- Passage:

Hope amid the carnage: U.N. aid reaches victims of Yemen bloodshed

As the transport plane comes in to land at Sanaa Airport, the deep scars of the brutal conflict tearing Yemen apart are only too clear: wrecked aircraft line the runway, and nearby buildings lie in ruins.

To most of the outside world, this war-torn country is off limits, the weeks-long battle between Houthi rebels and Saudi-led coalition forces making it too dangerous to visit, and a no-fly zone rendering its international airport all but obsolete — but on Tuesday, CNN was granted rare access on a desperate aid mission by Unicef, the United Nations Children’s Fund.

The airport has previously been bombed. Hostilities are likely to resume before the day is out: a brief, peaceful window has been delicately negotiated following a special request from the U.N. — but it won’t last long.

Unicef hopes there will be just enough time to deliver vital food and supplies, helping to ease the country’s worsening humanitarian crisis.

More than 100,000 Yemeni civilians have fled their homes since fighting began, and OCHA, the United Nations Office for the Coordination of Humanitarian Affairs, estimates that 15.9 million people here are in need of assistance.

The main terminal at El Rahaba Airport is under the control of the Houthi rebels. We can’t get near it for fear of provoking trouble.

- Listed records:
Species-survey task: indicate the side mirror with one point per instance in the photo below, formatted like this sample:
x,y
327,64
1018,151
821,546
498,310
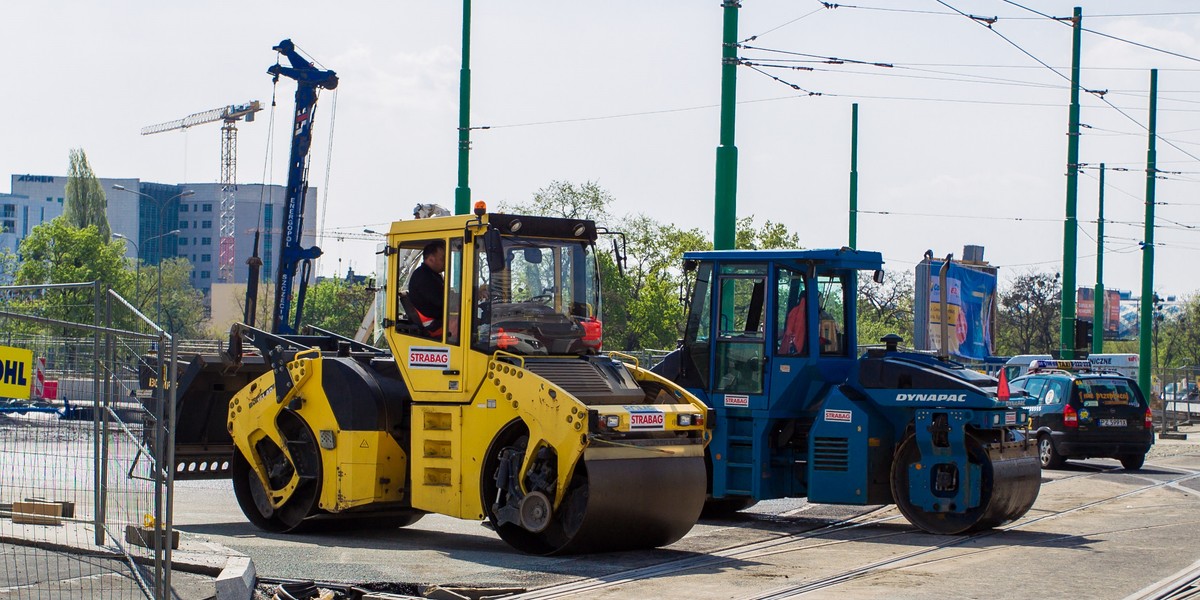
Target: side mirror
x,y
495,250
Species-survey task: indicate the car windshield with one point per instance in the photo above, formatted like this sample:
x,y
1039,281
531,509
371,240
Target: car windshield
x,y
1107,393
545,299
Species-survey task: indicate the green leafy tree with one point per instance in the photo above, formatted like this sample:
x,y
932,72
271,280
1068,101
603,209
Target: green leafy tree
x,y
183,305
771,235
885,307
85,203
571,201
1030,315
55,252
337,305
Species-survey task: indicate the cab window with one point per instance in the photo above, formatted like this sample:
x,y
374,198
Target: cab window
x,y
1054,393
1033,385
832,315
741,328
791,312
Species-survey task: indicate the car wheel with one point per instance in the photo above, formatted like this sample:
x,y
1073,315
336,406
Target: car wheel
x,y
1048,455
1133,461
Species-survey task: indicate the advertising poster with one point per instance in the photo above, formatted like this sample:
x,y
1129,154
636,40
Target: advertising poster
x,y
1085,309
970,298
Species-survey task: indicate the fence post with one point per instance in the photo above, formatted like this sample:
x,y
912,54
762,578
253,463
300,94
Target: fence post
x,y
160,463
109,393
173,389
97,501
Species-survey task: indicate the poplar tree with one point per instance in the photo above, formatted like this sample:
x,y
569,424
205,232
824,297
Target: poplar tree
x,y
85,203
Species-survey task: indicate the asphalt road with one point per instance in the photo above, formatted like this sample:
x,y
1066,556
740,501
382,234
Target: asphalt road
x,y
1095,532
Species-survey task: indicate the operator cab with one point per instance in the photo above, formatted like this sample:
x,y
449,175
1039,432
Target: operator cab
x,y
783,318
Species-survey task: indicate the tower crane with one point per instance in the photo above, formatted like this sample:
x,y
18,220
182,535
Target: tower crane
x,y
229,117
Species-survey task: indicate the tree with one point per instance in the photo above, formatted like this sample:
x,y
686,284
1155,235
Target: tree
x,y
55,252
885,307
769,237
573,201
1030,315
183,305
337,305
85,203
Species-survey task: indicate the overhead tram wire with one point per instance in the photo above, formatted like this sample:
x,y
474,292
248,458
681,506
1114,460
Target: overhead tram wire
x,y
1139,45
784,25
1098,94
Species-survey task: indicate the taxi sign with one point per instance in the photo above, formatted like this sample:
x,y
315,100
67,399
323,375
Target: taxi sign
x,y
1061,365
16,372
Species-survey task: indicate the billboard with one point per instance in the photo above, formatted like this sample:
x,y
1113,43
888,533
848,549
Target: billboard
x,y
1085,309
970,312
16,372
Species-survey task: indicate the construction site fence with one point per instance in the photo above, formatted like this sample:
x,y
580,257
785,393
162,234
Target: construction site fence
x,y
84,498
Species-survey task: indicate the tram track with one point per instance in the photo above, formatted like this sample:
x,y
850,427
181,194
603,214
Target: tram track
x,y
796,543
906,559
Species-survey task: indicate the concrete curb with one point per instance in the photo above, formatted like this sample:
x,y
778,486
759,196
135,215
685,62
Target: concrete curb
x,y
237,580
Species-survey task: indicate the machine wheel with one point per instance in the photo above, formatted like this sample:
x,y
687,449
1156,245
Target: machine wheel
x,y
609,505
1049,457
252,498
1133,461
1007,490
725,508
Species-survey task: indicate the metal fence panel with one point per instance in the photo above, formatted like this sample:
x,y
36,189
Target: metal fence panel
x,y
83,503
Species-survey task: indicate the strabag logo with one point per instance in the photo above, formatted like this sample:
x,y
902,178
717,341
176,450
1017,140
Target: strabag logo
x,y
931,397
838,415
429,358
642,418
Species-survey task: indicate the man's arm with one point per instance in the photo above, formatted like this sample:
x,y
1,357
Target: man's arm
x,y
425,291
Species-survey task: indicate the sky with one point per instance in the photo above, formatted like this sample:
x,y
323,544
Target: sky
x,y
963,138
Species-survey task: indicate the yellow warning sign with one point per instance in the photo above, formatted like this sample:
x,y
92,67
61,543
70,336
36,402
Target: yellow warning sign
x,y
16,372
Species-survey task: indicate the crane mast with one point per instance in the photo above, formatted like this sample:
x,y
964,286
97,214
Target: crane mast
x,y
229,115
292,255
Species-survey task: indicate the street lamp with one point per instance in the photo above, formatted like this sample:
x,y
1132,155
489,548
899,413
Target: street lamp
x,y
161,205
137,268
159,303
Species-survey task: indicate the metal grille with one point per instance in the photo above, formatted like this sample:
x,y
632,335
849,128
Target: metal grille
x,y
82,499
831,454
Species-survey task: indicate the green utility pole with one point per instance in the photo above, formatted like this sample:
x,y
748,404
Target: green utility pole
x,y
1069,239
462,193
853,177
725,213
1098,300
1146,319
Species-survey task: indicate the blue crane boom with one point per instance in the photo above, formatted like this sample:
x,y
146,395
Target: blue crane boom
x,y
292,255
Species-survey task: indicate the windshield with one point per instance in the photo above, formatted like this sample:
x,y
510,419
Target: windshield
x,y
545,299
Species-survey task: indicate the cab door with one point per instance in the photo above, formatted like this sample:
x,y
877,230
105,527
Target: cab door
x,y
435,365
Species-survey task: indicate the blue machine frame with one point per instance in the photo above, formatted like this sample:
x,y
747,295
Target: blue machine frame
x,y
817,420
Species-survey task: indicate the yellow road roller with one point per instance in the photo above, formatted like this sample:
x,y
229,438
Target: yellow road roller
x,y
497,403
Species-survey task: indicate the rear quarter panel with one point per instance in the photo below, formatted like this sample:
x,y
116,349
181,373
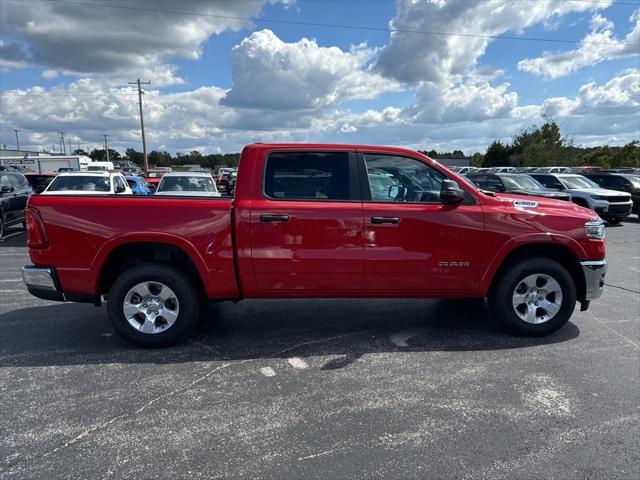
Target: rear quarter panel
x,y
82,231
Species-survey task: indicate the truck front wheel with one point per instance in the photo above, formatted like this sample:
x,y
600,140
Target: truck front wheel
x,y
153,304
533,297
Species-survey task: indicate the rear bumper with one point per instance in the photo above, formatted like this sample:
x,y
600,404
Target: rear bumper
x,y
43,283
594,272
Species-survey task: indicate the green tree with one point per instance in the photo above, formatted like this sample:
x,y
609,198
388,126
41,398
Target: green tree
x,y
497,155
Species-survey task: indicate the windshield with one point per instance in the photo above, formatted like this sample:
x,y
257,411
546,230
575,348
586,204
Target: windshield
x,y
635,180
80,183
39,180
524,182
577,181
187,184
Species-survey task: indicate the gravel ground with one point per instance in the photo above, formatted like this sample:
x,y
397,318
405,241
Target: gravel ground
x,y
323,389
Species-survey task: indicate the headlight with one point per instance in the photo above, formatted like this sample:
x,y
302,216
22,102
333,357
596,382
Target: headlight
x,y
594,229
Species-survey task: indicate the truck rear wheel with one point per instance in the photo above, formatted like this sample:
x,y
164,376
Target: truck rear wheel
x,y
153,304
533,297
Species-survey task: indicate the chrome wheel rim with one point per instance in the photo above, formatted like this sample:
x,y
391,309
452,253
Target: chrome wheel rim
x,y
151,307
537,298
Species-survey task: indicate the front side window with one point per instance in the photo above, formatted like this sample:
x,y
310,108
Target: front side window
x,y
401,179
307,176
80,183
487,182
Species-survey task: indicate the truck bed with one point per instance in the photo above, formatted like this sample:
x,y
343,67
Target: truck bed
x,y
200,227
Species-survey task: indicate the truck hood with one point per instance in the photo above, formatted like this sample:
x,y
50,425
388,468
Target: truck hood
x,y
544,205
543,193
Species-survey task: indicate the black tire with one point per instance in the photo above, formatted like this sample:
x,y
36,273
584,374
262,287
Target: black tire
x,y
184,289
504,287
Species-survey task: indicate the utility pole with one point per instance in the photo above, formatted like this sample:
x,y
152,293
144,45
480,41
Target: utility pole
x,y
106,146
63,146
144,141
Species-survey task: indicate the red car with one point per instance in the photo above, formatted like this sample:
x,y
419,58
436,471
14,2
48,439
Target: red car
x,y
306,222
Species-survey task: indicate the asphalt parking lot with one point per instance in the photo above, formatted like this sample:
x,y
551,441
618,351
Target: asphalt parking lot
x,y
323,389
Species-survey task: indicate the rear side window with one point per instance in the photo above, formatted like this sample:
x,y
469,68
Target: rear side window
x,y
80,183
4,181
307,176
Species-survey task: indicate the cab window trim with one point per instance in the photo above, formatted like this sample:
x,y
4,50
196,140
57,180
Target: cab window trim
x,y
354,184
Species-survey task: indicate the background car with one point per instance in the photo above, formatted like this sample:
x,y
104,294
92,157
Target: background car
x,y
611,205
153,176
14,194
188,184
89,183
39,181
553,170
139,185
623,182
515,183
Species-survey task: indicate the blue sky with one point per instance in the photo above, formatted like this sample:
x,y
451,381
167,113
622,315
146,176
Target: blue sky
x,y
218,83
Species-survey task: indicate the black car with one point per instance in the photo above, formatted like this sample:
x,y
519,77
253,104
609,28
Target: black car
x,y
623,182
14,193
514,183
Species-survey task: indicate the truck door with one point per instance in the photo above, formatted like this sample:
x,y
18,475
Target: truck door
x,y
306,223
413,242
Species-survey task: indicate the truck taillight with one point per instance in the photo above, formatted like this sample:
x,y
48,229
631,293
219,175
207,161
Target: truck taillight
x,y
36,236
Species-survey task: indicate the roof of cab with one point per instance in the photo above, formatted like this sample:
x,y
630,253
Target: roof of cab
x,y
335,146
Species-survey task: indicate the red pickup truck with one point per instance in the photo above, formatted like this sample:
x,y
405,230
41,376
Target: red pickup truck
x,y
317,221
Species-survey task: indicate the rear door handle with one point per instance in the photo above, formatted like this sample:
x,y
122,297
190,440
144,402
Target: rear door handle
x,y
274,218
379,220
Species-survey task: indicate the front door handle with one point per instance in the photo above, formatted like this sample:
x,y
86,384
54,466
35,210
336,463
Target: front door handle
x,y
380,220
274,218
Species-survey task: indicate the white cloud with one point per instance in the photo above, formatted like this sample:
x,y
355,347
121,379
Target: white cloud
x,y
271,74
90,39
415,57
466,117
600,45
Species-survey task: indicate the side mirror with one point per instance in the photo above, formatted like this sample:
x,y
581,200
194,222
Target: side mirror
x,y
451,193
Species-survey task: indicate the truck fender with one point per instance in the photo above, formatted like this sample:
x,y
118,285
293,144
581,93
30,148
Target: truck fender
x,y
531,239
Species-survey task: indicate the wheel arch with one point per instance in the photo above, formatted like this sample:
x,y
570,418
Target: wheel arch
x,y
558,252
128,254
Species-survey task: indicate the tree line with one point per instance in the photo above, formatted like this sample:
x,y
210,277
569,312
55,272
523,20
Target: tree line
x,y
535,146
545,146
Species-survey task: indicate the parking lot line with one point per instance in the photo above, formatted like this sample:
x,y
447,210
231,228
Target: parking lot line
x,y
298,363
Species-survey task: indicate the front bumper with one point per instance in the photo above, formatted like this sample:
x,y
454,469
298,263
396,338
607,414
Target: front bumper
x,y
594,272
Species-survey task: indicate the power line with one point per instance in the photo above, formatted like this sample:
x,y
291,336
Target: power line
x,y
345,26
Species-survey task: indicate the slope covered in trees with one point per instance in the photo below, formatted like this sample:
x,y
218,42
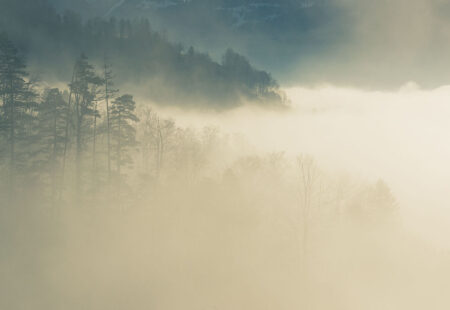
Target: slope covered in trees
x,y
144,60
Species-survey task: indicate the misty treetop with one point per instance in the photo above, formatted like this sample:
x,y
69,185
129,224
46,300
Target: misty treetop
x,y
145,60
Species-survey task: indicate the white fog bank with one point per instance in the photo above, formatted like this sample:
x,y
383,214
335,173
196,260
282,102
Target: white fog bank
x,y
402,137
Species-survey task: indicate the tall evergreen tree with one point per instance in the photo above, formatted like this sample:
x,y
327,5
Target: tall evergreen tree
x,y
84,90
52,116
123,132
17,97
110,93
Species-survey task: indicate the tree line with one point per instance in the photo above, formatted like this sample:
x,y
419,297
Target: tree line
x,y
159,69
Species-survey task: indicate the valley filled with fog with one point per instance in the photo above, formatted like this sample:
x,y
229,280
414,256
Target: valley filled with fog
x,y
185,155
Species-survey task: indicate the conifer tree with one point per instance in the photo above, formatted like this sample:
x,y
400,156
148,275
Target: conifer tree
x,y
123,131
17,109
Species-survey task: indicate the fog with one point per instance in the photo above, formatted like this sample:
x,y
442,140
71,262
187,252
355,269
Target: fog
x,y
205,184
226,230
400,136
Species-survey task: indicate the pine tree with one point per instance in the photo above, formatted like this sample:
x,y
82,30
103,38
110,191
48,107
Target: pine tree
x,y
110,93
122,129
84,90
52,117
17,97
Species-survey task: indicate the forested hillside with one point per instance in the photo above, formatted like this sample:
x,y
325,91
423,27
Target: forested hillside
x,y
144,60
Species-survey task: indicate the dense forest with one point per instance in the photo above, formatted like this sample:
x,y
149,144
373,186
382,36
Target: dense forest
x,y
111,199
144,59
103,200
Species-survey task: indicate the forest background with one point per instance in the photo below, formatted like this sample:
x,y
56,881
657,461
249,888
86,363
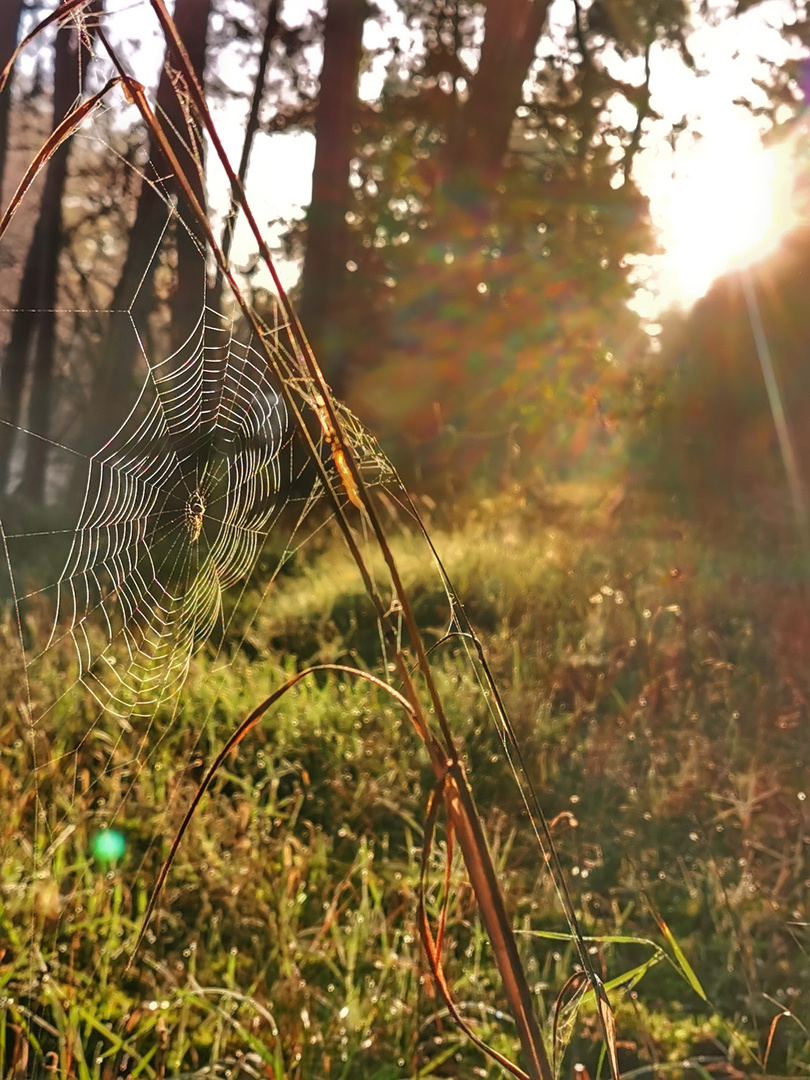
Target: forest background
x,y
468,264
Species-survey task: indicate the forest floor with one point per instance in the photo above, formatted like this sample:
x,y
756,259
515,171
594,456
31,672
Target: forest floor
x,y
659,684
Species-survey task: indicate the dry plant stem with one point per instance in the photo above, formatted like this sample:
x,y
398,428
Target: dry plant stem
x,y
462,815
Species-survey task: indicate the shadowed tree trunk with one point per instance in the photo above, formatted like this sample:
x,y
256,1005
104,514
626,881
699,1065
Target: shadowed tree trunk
x,y
134,292
35,320
9,35
271,28
480,137
324,266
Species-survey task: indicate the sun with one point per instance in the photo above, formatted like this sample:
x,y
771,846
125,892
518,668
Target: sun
x,y
728,206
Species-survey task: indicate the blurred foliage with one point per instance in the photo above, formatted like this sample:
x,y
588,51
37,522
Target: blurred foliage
x,y
709,440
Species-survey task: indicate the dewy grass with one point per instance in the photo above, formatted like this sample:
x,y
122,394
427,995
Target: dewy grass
x,y
285,941
285,936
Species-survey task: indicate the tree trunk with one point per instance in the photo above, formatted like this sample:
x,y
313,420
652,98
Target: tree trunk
x,y
133,293
324,267
478,143
9,34
35,318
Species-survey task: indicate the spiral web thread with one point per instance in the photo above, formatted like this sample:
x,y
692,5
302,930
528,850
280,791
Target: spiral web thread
x,y
175,511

- Set of tasks:
A. For each statement about the Yemen aid report, answer yes or no, and quote the words of the report that decide it: (i) the main terminal at El Rahaba Airport is held by the Saudi-led coalition; (ii) OCHA puts the number of people in need of assistance at 15.9 million; (iii) the peaceful window was negotiated after a special request from the U.N.
B. Rewrite the stretch of the Yemen aid report from "Hope amid the" through "Nations Children’s Fund.", replacing "runway" with "tarmac".
C. Write the next portion of the Yemen aid report, picking up after its last sentence.
The rows are separate from the Yemen aid report and form no part of it.

- Expected responses:
A.
(i) No: "The main terminal at El Rahaba Airport is under the control of the Houthi rebels."
(ii) Yes: "estimates that 15.9 million people here are in need of assistance"
(iii) Yes: "a brief, peaceful window has been delicately negotiated following a special request from the U.N."

B.
Hope amid the carnage: U.N. aid reaches victims of Yemen bloodshed

As the transport plane comes in to land at Sanaa Airport, the deep scars of the brutal conflict tearing Yemen apart are only too clear: wrecked aircraft line the tarmac, and nearby buildings lie in ruins.

To most of the outside world, this war-torn country is off limits, the weeks-long battle between Houthi rebels and Saudi-led coalition forces making it too dangerous to visit, and a no-fly zone rendering its international airport all but obsolete — but on Tuesday, CNN was granted rare access on a desperate aid mission by Unicef, the United Nations Children’s Fund.

C.
But there is plenty to be done out on the tarmac. Within minutes of touching down, a small army of aid workers is busy unloading huge mounds of much-needed provisions.

Gusts of wind blow dust across the runway, as crates and pallets of emergency nutrition and medical equipment pile up rapidly beside the plane.

Unicef’s team has overcome more than one hurdle just getting it this far — now they’ll have to work out how to distribute it to those most in need in a country paralyzed by a lack of resources.

Even before Saudi airstrikes, most of the 25 million people in Yemen required humanitarian assistance to meet their most basic needs, according to the United Nations.

As they work, an Air India plane is taxiing away from the terminal. Thousands have fled the country on evacuation flights in recent weeks as the situation in Yemen has deteriorated.

But for those who have nowhere else to go and no chance of a flight out, mercy missions by Unicef and other NGOs like it are the only hope.